_Provided passage_:
Samuel Taylor Coleridge, whose poetry has been
linked to his use of laudanum and nitrous oxide.


July 30, New York (AHP2 News Service) – The poetry world has been rocked by recent revelations that several of the most prestigious national poetry contest winners in 2005 and 2006 were written with the aid of performance-enhancing drugs.

“Over the past decade, poetry contests have emphasized our openness to all participants, with the promise that each manuscript is judged on its merits along,” said Guadalupe Maximino Glumstein, the Chancellor of the International Poetry Contests Federation (IPCF). “Doping is a huge step backward in our efforts, since it gives an unfair competitive advantage to those who are willing to do anything, including risk long-term damage to their bodies and minds, in order to write the best poem.”

The IPCF advocates testing for performance-enhancing drugs as a prerequisite for national book publications, slam competitions, as well a poetry contests. Poets that violate IPCF rules would be ineligible for prizes or anthologies for penalty periods of one year for first offenders to eternity for repeat offenders. Poets that comply with IPCF guidelines get a sticker to affix to all their publications certifying their poems as doping-free.

Collected data:

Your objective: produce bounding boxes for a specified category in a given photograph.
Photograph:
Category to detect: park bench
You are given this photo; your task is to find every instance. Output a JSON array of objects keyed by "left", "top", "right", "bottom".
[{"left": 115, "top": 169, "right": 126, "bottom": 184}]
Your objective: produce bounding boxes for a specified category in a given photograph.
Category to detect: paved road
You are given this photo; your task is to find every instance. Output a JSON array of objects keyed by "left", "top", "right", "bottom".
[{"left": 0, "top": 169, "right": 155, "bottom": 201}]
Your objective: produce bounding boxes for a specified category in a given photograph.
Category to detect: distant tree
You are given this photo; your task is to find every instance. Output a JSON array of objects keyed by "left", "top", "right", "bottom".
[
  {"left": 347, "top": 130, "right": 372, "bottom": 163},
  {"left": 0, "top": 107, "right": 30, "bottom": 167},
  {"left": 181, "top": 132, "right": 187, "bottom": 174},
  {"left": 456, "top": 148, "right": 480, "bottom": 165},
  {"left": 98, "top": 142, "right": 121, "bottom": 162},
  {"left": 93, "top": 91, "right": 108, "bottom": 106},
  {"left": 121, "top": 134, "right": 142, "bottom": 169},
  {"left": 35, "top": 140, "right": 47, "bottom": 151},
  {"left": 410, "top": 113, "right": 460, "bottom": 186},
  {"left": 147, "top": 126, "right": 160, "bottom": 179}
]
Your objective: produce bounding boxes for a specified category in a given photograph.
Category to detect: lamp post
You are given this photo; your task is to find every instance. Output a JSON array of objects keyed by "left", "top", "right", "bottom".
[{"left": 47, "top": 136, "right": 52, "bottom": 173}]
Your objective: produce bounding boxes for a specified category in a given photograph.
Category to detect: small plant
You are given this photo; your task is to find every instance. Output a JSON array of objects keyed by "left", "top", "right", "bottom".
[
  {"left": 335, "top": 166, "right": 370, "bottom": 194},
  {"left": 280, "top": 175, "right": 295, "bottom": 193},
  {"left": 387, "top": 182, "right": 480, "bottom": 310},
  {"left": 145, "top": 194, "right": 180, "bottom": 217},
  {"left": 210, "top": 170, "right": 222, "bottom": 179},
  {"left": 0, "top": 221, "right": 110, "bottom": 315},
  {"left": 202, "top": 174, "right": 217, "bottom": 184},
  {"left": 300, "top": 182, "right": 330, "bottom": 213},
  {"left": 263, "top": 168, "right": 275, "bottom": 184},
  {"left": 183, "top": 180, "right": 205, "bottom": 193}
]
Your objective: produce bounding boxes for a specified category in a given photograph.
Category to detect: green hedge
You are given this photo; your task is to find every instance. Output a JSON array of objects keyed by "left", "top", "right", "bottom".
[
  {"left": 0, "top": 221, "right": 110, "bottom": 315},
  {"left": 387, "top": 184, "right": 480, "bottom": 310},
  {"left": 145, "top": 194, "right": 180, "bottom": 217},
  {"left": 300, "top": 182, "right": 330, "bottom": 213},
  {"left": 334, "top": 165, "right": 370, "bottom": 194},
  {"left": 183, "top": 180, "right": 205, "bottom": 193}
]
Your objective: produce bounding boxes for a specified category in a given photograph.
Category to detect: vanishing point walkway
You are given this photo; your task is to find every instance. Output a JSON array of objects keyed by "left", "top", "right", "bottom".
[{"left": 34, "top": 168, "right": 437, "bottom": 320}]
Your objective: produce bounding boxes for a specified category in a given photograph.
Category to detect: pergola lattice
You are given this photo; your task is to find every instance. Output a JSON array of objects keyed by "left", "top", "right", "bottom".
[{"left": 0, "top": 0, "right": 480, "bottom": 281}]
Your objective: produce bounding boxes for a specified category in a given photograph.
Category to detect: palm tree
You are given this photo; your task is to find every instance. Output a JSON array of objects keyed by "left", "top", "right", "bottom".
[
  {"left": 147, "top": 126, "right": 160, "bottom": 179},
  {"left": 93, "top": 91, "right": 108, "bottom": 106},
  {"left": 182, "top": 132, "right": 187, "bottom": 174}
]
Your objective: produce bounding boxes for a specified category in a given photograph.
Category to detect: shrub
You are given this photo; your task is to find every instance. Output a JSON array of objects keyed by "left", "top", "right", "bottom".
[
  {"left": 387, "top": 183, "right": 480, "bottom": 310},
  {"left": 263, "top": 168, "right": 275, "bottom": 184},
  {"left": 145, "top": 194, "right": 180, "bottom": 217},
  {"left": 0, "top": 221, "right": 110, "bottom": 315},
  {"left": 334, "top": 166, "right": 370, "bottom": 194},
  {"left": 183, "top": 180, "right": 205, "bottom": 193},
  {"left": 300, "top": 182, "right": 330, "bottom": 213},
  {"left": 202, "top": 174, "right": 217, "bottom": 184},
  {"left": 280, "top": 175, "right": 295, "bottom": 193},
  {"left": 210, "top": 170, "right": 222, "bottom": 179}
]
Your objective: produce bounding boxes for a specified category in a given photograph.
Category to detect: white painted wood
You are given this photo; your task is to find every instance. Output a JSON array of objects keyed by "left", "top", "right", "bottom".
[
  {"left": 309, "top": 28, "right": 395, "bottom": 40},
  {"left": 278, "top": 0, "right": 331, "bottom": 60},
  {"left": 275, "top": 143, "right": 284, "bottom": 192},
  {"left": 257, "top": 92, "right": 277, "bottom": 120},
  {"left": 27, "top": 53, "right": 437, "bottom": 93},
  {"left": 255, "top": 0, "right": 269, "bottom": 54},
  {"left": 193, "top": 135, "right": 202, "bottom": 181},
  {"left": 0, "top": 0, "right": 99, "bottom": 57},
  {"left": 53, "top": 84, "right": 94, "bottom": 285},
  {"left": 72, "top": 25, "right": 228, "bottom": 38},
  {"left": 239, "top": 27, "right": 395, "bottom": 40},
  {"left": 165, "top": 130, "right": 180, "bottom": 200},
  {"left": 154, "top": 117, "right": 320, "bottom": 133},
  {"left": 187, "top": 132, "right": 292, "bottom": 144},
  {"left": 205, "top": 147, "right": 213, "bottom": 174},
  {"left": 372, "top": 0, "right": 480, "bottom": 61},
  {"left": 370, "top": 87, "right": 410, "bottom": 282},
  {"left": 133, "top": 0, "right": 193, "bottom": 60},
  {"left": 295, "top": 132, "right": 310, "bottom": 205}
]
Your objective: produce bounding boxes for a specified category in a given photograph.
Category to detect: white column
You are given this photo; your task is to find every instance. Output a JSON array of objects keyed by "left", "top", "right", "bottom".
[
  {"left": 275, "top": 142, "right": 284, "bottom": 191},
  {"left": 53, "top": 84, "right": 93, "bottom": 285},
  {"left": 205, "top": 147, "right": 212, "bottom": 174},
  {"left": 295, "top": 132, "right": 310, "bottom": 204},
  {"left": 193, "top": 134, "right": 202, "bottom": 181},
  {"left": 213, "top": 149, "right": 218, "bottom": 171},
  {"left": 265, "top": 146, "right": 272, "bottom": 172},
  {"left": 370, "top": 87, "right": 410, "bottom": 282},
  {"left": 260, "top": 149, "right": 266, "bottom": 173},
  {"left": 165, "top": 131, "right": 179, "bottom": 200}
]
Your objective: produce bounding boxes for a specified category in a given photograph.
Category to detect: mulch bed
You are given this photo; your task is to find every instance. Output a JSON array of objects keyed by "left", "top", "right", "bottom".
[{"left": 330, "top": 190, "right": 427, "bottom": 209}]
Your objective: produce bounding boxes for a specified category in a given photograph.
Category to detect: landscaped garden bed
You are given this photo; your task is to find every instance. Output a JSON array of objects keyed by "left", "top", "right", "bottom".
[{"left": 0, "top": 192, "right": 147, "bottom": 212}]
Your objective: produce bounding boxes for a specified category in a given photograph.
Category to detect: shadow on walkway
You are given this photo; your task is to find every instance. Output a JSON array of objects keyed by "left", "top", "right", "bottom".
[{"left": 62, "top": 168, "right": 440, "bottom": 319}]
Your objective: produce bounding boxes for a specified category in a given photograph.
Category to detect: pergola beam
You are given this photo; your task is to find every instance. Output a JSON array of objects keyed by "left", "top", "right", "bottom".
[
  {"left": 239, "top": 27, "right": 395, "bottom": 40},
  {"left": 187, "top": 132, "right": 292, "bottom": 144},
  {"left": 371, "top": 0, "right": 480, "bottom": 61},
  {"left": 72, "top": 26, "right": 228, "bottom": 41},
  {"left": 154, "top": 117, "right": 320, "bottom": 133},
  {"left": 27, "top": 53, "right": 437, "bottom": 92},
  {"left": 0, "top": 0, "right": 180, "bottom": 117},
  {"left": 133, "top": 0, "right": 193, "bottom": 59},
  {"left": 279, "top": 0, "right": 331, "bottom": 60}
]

_What you will do_:
Reproduce the entire news item about doping in poetry contests, word for word.

_Problem solution_:
Samuel Taylor Coleridge, whose poetry has been
linked to his use of laudanum and nitrous oxide.


July 30, New York (AHP2 News Service) – The poetry world has been rocked by recent revelations that several of the most prestigious national poetry contest winners in 2005 and 2006 were written with the aid of performance-enhancing drugs.

“Over the past decade, poetry contests have emphasized our openness to all participants, with the promise that each manuscript is judged on its merits along,” said Guadalupe Maximino Glumstein, the Chancellor of the International Poetry Contests Federation (IPCF). “Doping is a huge step backward in our efforts, since it gives an unfair competitive advantage to those who are willing to do anything, including risk long-term damage to their bodies and minds, in order to write the best poem.”

The IPCF advocates testing for performance-enhancing drugs as a prerequisite for national book publications, slam competitions, as well a poetry contests. Poets that violate IPCF rules would be ineligible for prizes or anthologies for penalty periods of one year for first offenders to eternity for repeat offenders. Poets that comply with IPCF guidelines get a sticker to affix to all their publications certifying their poems as doping-free.